> _Problem to work on_: Please return every line from the entries that has the string "window" in it.

********************

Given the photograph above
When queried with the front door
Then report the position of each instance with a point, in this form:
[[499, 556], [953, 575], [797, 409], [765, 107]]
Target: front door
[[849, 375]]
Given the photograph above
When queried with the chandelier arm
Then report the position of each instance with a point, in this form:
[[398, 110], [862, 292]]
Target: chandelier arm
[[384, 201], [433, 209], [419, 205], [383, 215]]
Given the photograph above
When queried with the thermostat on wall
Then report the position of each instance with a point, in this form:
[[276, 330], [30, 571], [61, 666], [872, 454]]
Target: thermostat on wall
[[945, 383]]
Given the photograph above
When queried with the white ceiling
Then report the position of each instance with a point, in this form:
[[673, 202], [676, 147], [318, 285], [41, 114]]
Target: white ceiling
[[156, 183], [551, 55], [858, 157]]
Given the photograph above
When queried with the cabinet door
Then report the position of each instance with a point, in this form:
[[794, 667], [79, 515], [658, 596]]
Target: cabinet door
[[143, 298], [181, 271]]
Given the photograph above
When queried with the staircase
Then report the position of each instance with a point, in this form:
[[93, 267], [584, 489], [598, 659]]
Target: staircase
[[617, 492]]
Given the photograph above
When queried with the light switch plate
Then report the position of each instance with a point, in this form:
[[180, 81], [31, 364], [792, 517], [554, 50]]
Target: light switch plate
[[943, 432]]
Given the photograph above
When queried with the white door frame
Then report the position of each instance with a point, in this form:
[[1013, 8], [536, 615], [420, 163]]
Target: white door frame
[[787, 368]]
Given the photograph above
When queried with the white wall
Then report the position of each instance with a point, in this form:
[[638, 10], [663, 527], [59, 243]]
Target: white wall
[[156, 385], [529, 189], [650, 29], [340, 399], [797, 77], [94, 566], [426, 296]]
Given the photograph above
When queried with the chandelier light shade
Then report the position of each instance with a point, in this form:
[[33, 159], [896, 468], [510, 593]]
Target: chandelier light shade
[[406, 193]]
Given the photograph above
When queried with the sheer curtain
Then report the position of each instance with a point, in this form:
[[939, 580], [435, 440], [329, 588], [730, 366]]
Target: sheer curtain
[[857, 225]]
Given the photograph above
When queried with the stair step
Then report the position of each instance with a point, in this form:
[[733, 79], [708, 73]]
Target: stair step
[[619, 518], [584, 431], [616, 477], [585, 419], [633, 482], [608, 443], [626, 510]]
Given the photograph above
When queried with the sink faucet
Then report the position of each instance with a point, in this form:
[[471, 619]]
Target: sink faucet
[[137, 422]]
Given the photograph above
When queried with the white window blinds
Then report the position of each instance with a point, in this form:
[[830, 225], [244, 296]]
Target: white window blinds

********************

> _Solution to this exercise_:
When queried with the white window blinds
Target: white window blinds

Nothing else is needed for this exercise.